#### Task A
Reproduce the passage of the Uganda trip posts starting with "There’s America time, where" and going on through "stretch into days.".
#### Task B
Answer these questions from the Uganda trip posts:
(i) Who runs the Farm View Resort?
(ii) How long is the group of students expected to travel together in a different country?
(iii) What small town is the 23-year-old writer from?

#### Text shown

If we could just accept that we’re all humans, maybe we could stand in a kind of solidarity and we could offer the same unwarranted kindness. Actually, why does kindness have to be warranted at all? Nobody needs to earn kindness, and I think that’s something I learned from the Ave Maria people.

There’s America time, where you’re busy doing something that seems urgent and simultaneously thinking of the next thing you’ll be doing that’s equally as urgent. America time leaves no time to appreciate the people you’re with or to accept them as human beings.

There’s Africa time, where you take time to appreciate the beauty, the silence and the company you have and where the moments stretch into days.

Today, we made the welcome, full transition from America time to Africa time. Hakuna matata.

Back the Farm View Hotel

We arrived in Lira last night at the Farm View Resort, which is run by Florence and John. We stayed here last here, and they are great hosts. It is a bit outside of town, but restful and we basically take over the whole place.  The internet it spotty: last night it looked like it would not work at all, but I fiddled with the settings on the access point and voila, we are plugged back into the world.

Today is our first day of shooting video for our new film. Hopefully it will go well. Two of our students have experience with percussion. We are hoping that they will be able to jam with some of the Ugandan drummers. I’ll let you know how it goes.

Emotions

A little over a year ago I was granted the opportunity to go to a place that many people only hear about, yet live to see.  Since that year I have only yearned to go back as soon as possible and that time is now within hours away.

My first ever trip out of the country, let a lone plane ride, was to the beautiful country of Uganda.  I remember everything that was going through my mind the days, hours, and minutes before landing in Africa for the first time; it is something that I will never forget.

It did not really hit me until our first day of meeting that I was going to be going back to the place that I have thought about every day for the past year.  It seems unreal in some aspects because who would have thought that a 23 year old from the small town of St. Edward Nebraska, would have the opportunity to go to a place such as Uganda two years in a row.

We have a whole new group of students going this year and I am very excited about it because I believe our group chemistry so far has been outstanding.  It takes a lot for a group of students who barely know each other to come together and be expected to travel with each other to a different country for two weeks; but something tells me that it will not be a problem at all.  Do not get me wrong, the group of students that I went with last year were amazing because I made so many great friends that I will always remember, not only because it was our first Ugandan experience together; but because just being with everyone and getting to know them was a great and fun time in its own. I also know that each and every one of them would love to go back with us this year if they could which says a lot in my book.

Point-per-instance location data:
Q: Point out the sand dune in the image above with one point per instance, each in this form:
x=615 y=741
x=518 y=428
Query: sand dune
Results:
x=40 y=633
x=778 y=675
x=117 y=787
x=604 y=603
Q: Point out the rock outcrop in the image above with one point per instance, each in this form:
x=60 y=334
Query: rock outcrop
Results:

#### Expected output A
There’s America time, where you’re busy doing something that seems urgent and simultaneously thinking of the next thing you’ll be doing that’s equally as urgent. America time leaves no time to appreciate the people you’re with or to accept them as human beings.

There’s Africa time, where you take time to appreciate the beauty, the silence and the company you have and where the moments stretch into days.

#### Expected output B
(i) Florence and John
(ii) Two weeks
(iii) St. Edward, Nebraska